### What is required
In the rows, from the line with "Can you see the white hydrangea?" up to and including the last line, replace "silver vase" with "metal vase". Return only those lines with everything else left unchanged.

### Data extract
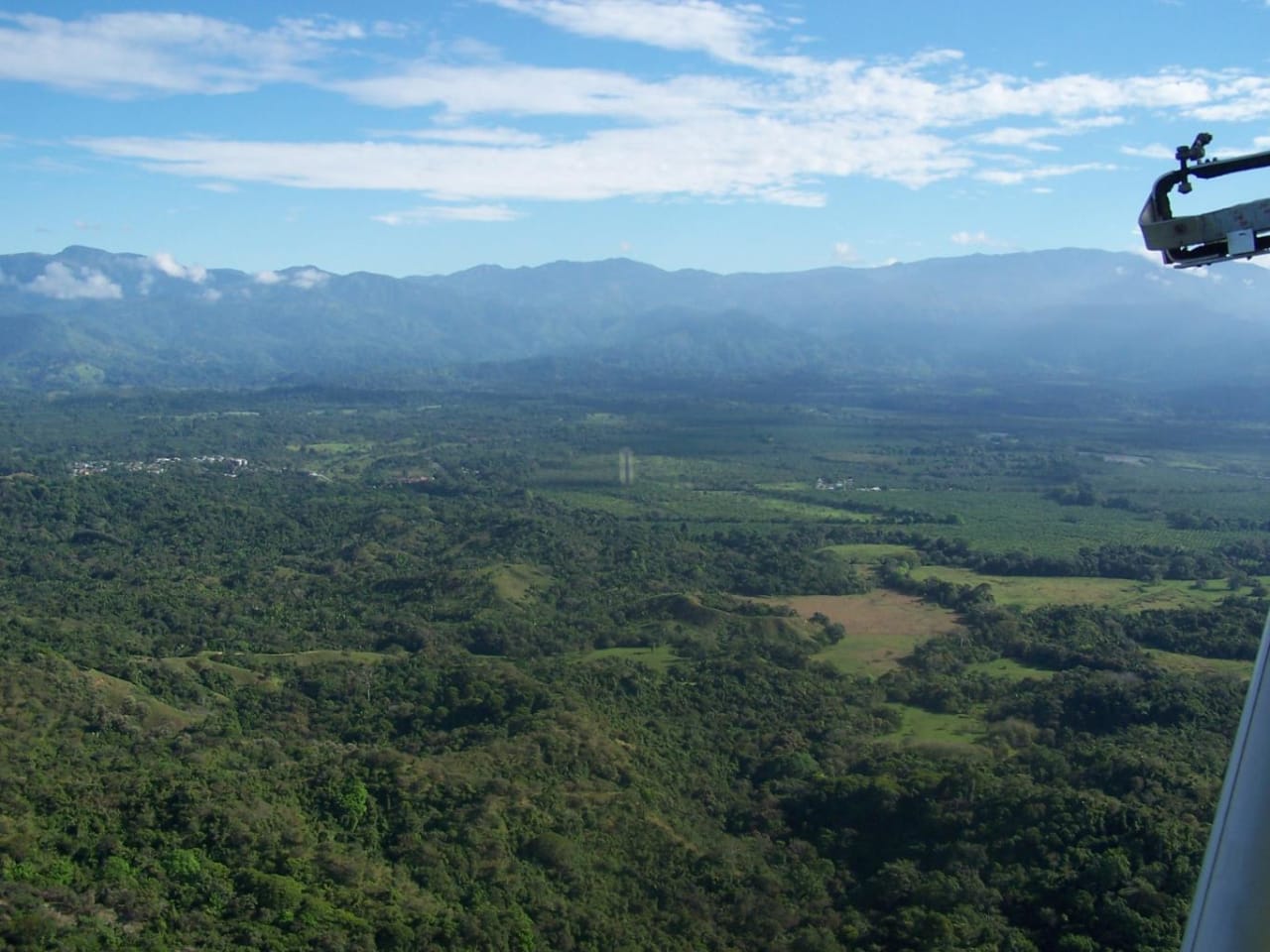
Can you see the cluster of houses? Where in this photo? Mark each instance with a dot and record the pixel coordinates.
(159, 465)
(839, 485)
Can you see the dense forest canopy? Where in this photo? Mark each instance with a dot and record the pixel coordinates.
(357, 669)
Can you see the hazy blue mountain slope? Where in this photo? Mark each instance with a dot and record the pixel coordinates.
(87, 316)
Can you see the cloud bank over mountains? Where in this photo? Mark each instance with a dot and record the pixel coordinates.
(1084, 316)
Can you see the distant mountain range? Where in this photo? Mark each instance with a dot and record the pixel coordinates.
(86, 317)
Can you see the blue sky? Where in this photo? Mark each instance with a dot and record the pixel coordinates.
(423, 139)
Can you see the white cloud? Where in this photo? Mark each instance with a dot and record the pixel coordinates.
(303, 278)
(766, 128)
(64, 284)
(443, 212)
(126, 55)
(728, 33)
(1012, 177)
(541, 90)
(169, 266)
(309, 278)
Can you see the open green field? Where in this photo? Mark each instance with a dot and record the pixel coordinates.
(517, 581)
(1008, 667)
(1194, 664)
(1002, 521)
(1029, 592)
(153, 711)
(870, 552)
(928, 728)
(881, 627)
(659, 658)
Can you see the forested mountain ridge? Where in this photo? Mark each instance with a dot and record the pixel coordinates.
(90, 317)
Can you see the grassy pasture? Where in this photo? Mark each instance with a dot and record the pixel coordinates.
(1008, 667)
(659, 658)
(926, 728)
(1029, 592)
(881, 627)
(516, 581)
(153, 711)
(1003, 521)
(1194, 664)
(870, 552)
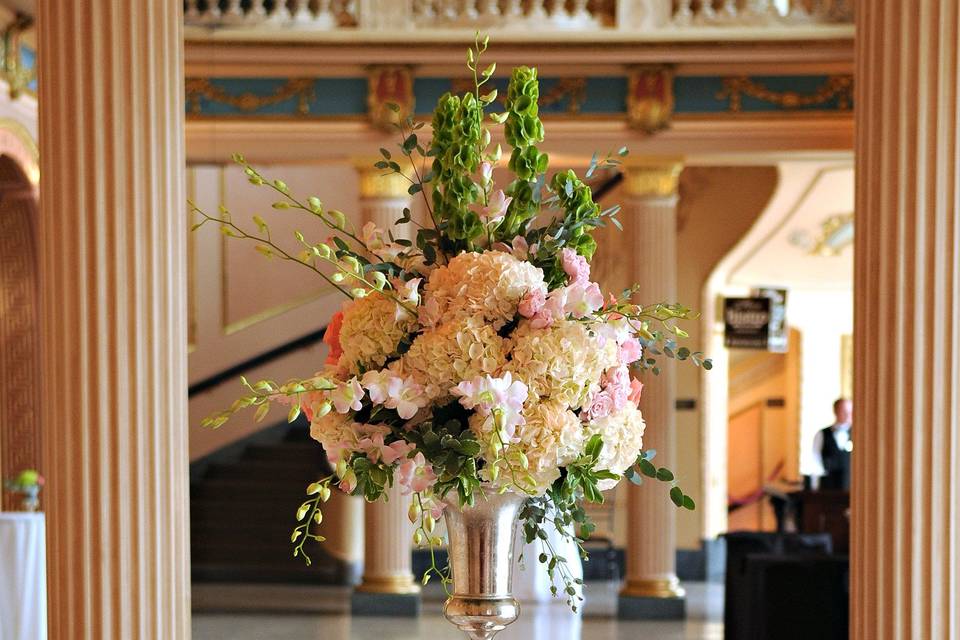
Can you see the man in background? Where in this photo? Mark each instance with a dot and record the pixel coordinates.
(831, 449)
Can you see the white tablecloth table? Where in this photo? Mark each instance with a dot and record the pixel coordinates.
(23, 577)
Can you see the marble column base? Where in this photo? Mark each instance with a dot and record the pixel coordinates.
(406, 605)
(651, 608)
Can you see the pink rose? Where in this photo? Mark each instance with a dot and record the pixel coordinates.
(415, 475)
(630, 351)
(600, 406)
(532, 302)
(636, 388)
(331, 338)
(575, 266)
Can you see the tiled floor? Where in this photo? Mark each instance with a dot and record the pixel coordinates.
(329, 619)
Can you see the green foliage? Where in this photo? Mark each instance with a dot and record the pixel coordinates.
(456, 137)
(453, 450)
(645, 467)
(309, 516)
(522, 130)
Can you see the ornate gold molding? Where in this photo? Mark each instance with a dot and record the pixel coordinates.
(17, 77)
(826, 243)
(388, 584)
(574, 90)
(301, 88)
(386, 85)
(378, 183)
(653, 179)
(650, 98)
(16, 141)
(654, 588)
(839, 87)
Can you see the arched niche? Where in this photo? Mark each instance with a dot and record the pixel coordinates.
(20, 396)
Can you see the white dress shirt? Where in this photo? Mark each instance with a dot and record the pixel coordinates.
(841, 435)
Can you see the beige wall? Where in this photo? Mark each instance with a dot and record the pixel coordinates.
(243, 304)
(717, 207)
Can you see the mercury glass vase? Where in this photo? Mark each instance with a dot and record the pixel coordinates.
(480, 550)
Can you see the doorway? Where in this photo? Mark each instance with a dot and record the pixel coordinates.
(20, 437)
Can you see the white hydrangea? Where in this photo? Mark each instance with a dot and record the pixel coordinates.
(487, 285)
(552, 436)
(562, 362)
(441, 358)
(371, 332)
(622, 434)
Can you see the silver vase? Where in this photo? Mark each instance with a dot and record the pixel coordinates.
(480, 549)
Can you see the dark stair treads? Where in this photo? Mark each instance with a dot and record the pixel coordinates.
(242, 513)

### The output
Can you see the white hydrangea? Where in this photo? Mark each instance with a dot and record the pixel coordinates.
(487, 285)
(552, 436)
(562, 362)
(441, 358)
(371, 332)
(622, 434)
Can you see the metal vase? Where in this photo? Mark each instance with a dot and record the pixel coordinates.
(480, 549)
Can you see the dark stair treads? Where in this photo? Mark each instance with a dot and record the pixel coordinates.
(242, 513)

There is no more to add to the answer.